START DOCUMENT EXTRACT
From the April 1905 issue of The Christian Science Journal


And it shall come to pass afterward, that I will pour out my spirit upon all flesh; and your sons and your daughters shall prophesy, your old men shall dream dreams, your young men shall see visions: And also upon the servants and upon the handmaids in those days will I pour out my spirit. — Joel, 2: 28, 29.

The release which Christian Science brings includes vastly more than escape from conditions of sickness and disease. Its real work, its immediate and permanent mission, is the destruction of sin, — its divine forgiveness. Or, to put it still more specifically, the work of Christian Science is to eliminate from human consciousness everything that is not in the likeness of God. Its appointed task is "to undo the heavy burdens, and to let the oppressed go free." This is a negative designation of its work. Affirmatively, positively, its mission is to bring to light the real man who is God's likeness, and to reveal the infinite resources of good which are his divine endowment. In this higher understanding of man there comes to human thought not only the means of escape from sickness and sin, but release from many a condition of limitation that has fettered his freedom. With the realization that man's origin is in infinite Spirit and not in modes or conditions of matter, there comes a growing sense of freedom from any claims of mortal heredity and environment, and there is revealed the life that never grows old; there is found an intelligence which combines a fine discernment and a virile grasp, and whose buoyant spontaneity and beauty only increase with the unfolding years. A new sense of the Love that never fails, enters consciousness. Here human affection finds a heritage of unfolding freshness and fairness.
END DOCUMENT EXTRACT
START SUPPLIED DATA
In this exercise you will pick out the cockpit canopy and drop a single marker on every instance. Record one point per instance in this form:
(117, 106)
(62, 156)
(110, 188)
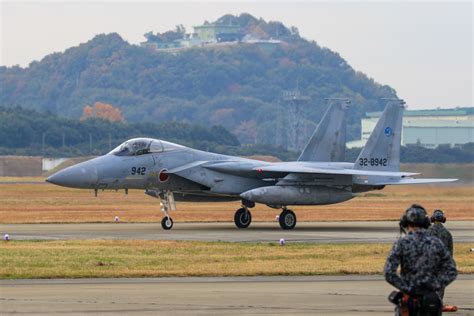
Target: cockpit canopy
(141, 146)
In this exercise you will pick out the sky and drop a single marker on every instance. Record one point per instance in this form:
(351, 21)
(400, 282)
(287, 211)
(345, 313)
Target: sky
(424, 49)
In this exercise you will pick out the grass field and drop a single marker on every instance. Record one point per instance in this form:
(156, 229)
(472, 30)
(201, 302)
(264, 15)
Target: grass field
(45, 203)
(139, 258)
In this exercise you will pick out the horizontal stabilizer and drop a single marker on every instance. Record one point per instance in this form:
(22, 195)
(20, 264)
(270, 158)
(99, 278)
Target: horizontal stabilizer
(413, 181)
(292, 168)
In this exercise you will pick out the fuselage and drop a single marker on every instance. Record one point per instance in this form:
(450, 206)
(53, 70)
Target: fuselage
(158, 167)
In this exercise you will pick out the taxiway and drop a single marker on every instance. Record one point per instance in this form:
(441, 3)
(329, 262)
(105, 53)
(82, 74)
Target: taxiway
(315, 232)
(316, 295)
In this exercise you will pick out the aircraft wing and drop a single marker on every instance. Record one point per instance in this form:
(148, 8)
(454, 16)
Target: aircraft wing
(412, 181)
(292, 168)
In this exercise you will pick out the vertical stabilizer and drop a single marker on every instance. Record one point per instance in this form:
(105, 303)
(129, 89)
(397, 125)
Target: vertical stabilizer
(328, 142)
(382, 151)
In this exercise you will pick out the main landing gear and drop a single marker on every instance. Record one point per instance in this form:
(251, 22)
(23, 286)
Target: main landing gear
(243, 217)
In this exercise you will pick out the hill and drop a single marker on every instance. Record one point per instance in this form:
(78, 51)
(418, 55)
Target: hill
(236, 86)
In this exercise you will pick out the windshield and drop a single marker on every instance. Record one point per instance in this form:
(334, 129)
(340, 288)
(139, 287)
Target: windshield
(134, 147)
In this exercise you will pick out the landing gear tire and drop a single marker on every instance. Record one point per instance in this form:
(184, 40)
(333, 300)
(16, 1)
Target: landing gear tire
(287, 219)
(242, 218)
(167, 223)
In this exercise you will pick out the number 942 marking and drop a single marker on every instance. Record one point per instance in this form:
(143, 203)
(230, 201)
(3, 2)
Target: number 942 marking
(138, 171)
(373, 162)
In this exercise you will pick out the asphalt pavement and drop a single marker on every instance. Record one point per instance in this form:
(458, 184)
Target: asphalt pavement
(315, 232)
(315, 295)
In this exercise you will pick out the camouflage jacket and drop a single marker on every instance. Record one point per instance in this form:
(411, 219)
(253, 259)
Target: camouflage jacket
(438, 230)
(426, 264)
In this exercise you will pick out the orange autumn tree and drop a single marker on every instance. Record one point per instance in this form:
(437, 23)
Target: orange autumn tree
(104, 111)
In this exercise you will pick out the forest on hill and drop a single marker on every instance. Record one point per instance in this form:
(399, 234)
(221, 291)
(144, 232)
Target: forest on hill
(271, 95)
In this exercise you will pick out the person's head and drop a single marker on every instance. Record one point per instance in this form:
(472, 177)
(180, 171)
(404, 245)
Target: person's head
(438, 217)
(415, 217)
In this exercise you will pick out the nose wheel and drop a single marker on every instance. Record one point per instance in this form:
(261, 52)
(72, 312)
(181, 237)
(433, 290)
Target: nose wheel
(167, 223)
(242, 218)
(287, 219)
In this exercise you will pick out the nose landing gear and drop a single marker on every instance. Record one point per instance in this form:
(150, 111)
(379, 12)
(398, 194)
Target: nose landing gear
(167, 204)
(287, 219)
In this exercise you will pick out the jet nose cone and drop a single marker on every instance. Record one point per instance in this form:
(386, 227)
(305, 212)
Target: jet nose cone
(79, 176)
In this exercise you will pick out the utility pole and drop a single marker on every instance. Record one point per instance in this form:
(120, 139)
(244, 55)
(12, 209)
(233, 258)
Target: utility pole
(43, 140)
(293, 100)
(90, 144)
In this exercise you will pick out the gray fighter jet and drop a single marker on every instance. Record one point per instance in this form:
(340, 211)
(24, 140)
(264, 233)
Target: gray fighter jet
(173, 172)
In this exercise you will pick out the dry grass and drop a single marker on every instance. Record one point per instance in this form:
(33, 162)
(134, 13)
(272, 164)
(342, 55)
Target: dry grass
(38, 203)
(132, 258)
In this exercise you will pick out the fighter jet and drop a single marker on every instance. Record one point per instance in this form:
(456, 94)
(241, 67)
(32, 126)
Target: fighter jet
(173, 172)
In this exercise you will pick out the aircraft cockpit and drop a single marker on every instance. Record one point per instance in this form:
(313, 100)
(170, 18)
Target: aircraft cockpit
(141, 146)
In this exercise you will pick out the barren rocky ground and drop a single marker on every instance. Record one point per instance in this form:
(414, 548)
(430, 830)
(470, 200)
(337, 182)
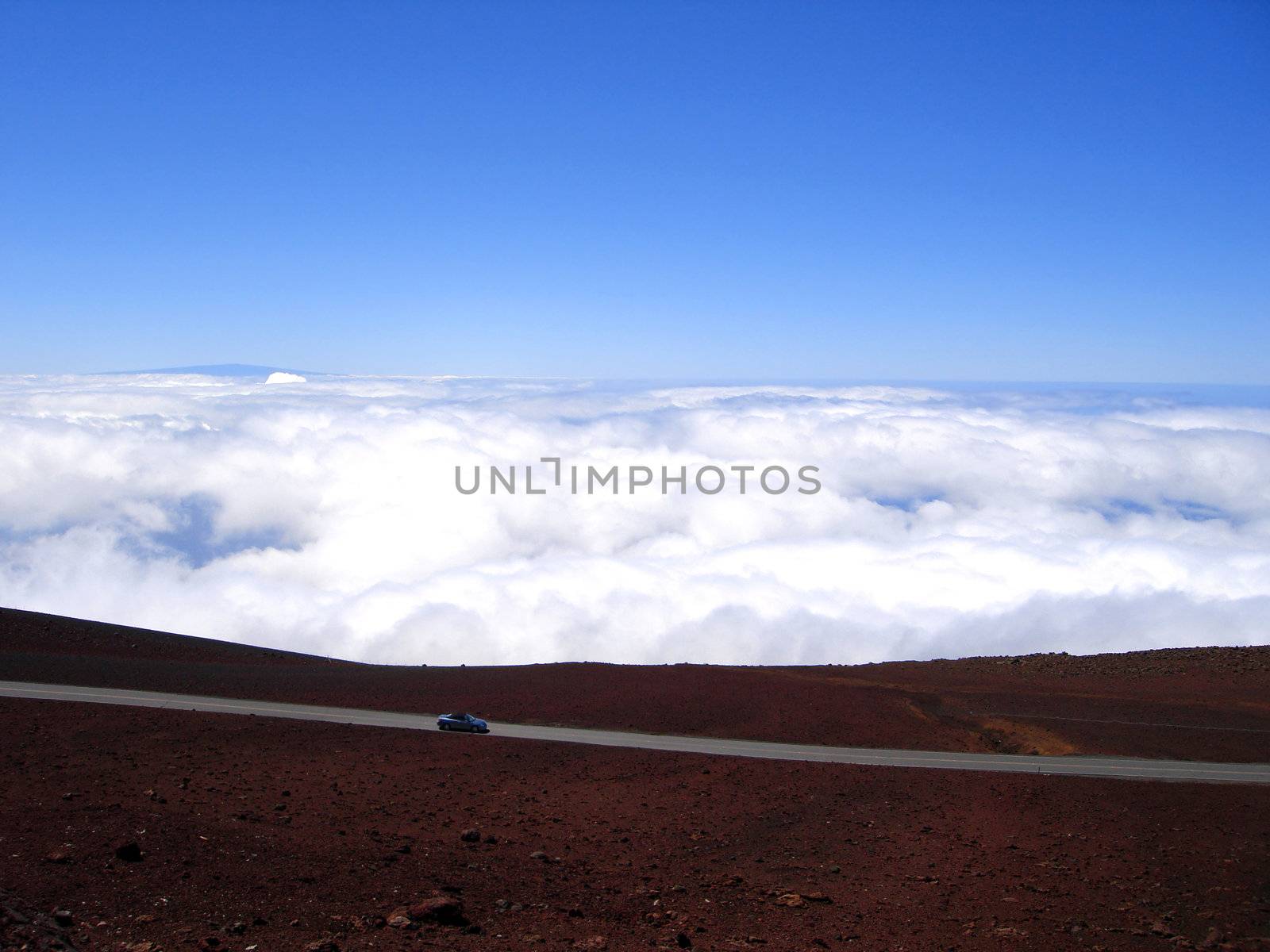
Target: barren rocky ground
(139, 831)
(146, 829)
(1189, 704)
END SUPPLIED DATA
START SUPPLIED DATA
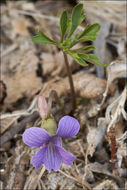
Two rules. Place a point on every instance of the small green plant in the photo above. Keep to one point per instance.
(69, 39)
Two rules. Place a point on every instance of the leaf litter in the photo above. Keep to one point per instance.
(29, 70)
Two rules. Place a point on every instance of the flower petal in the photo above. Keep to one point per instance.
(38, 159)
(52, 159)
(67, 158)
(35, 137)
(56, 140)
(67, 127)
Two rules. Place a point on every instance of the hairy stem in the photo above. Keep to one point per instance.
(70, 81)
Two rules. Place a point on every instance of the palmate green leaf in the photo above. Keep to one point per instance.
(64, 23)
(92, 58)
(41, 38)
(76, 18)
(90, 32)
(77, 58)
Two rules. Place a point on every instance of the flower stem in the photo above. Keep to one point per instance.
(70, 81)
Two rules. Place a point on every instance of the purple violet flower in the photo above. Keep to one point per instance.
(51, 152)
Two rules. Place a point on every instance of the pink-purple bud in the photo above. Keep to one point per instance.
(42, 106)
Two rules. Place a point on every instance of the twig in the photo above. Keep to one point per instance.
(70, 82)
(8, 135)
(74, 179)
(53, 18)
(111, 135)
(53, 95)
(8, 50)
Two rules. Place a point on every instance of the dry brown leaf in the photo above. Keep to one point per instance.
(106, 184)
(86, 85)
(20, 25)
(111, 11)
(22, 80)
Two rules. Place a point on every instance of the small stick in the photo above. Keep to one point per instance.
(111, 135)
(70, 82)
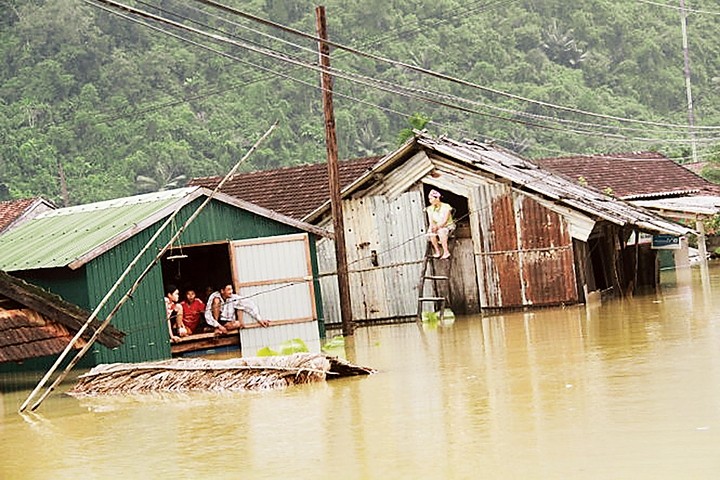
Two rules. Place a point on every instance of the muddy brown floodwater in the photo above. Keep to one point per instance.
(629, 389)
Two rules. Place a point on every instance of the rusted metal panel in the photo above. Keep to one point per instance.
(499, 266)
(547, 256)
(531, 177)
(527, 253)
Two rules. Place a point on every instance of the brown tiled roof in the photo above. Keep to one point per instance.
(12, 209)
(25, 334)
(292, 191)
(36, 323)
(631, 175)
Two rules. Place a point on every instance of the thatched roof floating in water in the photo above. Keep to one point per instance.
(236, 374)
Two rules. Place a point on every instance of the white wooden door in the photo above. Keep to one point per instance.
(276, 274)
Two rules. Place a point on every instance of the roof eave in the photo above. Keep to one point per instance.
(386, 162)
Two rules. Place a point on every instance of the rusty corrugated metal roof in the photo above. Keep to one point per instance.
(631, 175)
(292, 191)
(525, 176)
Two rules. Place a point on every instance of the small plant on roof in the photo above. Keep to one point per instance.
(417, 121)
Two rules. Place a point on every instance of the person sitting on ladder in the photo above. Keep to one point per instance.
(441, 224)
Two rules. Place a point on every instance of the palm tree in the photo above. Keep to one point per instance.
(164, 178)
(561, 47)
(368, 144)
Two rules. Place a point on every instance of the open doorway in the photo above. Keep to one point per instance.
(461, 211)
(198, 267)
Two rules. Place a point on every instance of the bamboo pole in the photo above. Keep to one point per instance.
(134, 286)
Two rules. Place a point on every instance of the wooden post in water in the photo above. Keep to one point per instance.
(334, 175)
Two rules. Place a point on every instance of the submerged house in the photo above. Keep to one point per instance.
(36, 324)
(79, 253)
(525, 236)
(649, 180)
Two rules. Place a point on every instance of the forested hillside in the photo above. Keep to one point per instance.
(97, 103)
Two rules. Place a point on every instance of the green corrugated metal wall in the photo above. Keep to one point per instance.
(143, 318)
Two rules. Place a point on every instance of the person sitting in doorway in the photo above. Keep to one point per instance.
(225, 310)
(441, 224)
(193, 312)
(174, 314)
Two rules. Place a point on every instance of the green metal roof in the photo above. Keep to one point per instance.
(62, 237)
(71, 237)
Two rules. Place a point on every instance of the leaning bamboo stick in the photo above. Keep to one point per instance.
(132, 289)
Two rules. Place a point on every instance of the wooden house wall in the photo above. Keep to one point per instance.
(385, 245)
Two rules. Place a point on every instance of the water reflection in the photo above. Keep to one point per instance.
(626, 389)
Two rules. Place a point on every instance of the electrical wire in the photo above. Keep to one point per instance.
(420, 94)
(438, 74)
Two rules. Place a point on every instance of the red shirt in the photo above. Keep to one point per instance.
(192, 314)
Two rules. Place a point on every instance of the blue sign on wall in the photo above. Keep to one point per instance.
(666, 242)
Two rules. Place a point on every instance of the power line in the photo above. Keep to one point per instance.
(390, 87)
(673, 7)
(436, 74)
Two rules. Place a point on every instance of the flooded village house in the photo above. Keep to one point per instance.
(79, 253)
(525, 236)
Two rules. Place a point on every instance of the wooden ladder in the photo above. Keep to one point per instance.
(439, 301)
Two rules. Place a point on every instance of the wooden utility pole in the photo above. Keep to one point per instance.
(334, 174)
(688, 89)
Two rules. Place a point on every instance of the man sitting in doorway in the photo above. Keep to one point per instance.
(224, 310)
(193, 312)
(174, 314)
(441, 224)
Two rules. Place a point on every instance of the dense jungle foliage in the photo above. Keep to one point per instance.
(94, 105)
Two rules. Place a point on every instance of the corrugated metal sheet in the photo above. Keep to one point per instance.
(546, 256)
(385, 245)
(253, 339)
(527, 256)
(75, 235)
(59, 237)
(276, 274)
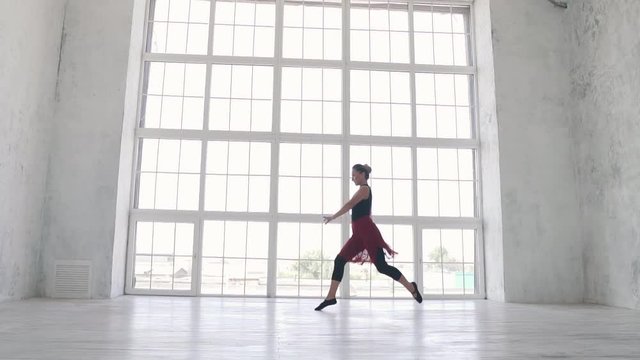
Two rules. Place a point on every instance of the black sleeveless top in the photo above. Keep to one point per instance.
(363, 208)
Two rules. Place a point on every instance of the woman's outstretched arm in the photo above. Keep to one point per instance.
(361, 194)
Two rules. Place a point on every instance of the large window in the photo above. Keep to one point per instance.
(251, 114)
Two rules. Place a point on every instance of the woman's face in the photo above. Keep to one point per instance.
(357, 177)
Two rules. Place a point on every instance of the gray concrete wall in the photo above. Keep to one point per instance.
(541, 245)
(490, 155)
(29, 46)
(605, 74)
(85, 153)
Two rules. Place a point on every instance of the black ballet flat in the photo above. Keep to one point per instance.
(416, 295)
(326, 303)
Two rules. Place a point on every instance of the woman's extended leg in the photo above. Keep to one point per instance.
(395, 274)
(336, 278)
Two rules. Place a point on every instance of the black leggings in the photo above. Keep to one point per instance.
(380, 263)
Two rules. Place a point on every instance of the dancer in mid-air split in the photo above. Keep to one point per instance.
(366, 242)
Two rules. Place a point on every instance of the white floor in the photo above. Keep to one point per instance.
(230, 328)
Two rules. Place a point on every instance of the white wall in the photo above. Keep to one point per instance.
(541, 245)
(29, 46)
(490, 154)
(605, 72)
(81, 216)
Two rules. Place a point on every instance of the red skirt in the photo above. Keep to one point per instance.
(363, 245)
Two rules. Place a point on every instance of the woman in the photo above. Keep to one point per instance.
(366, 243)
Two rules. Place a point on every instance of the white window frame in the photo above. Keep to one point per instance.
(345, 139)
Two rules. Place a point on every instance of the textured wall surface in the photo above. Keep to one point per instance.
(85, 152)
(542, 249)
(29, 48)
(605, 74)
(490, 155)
END SUPPLIED DATA
TASKS TO PERFORM →
1. In the Christian Science Journal excerpt, what is named as the real work of Christian Science?
2. Retype the part of the Christian Science Journal excerpt that opens with the words "From the April" and closes with "Joel, 2: 28, 29.".

ANSWERS PROVIDED →
1. The destruction of sin, its divine forgiveness.

2.
From the April 1905 issue of The Christian Science Journal


And it shall come to pass afterward, that I will pour out my spirit upon all flesh; and your sons and your daughters shall prophesy, your old men shall dream dreams, your young men shall see visions: And also upon the servants and upon the handmaids in those days will I pour out my spirit. — Joel, 2: 28, 29.